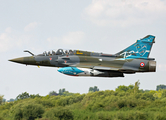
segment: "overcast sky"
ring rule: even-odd
[[[141,89],[166,84],[165,0],[0,0],[0,94],[47,95],[65,88],[87,93],[89,87],[115,90],[140,80]],[[25,66],[9,59],[58,48],[114,54],[146,35],[156,36],[150,53],[156,73],[124,78],[71,77],[57,68]]]

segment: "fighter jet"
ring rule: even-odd
[[[124,74],[155,72],[156,61],[149,58],[155,36],[148,35],[116,54],[58,49],[9,61],[25,65],[58,67],[70,76],[124,77]]]

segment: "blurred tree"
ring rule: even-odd
[[[65,88],[62,89],[62,93],[65,92]]]
[[[7,102],[14,102],[15,99],[11,98],[10,100],[8,100]]]
[[[66,91],[65,88],[59,89],[59,95],[63,95],[63,93],[64,93],[65,91]]]
[[[35,94],[32,94],[32,95],[30,95],[29,97],[30,97],[30,98],[35,98],[35,97],[41,97],[41,96],[40,96],[39,94],[36,94],[36,95],[35,95]]]
[[[6,99],[5,99],[5,98],[3,98],[2,102],[6,102]]]
[[[16,99],[17,100],[20,100],[20,99],[26,99],[26,98],[29,98],[30,96],[29,96],[29,93],[27,93],[27,92],[24,92],[24,93],[22,93],[22,94],[19,94],[17,97],[16,97]]]
[[[57,96],[58,93],[56,93],[55,91],[51,91],[51,92],[49,93],[49,96],[53,96],[53,95]]]
[[[2,104],[3,102],[3,95],[0,95],[0,105]]]
[[[99,91],[99,89],[97,88],[97,86],[89,88],[89,92],[96,92],[96,91]]]
[[[61,89],[59,89],[59,95],[62,95],[62,90]]]
[[[140,82],[139,80],[137,82],[135,82],[135,86],[134,86],[134,93],[137,93],[138,90],[139,90],[139,85],[140,85]]]
[[[157,85],[156,90],[166,89],[166,85]]]
[[[118,88],[115,89],[115,91],[125,91],[125,92],[128,90],[129,90],[129,87],[125,85],[120,85],[118,86]]]

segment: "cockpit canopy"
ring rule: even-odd
[[[52,56],[52,55],[72,55],[73,50],[71,49],[58,49],[56,52],[55,50],[52,51],[44,51],[43,54],[39,54],[38,56]]]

□ □ □ □

Pull out every line of the records above that contains the string "segment", matching case exactly.

segment: "overcast sky"
segment: "fighter jet"
segment: "blurred tree"
segment: "cockpit canopy"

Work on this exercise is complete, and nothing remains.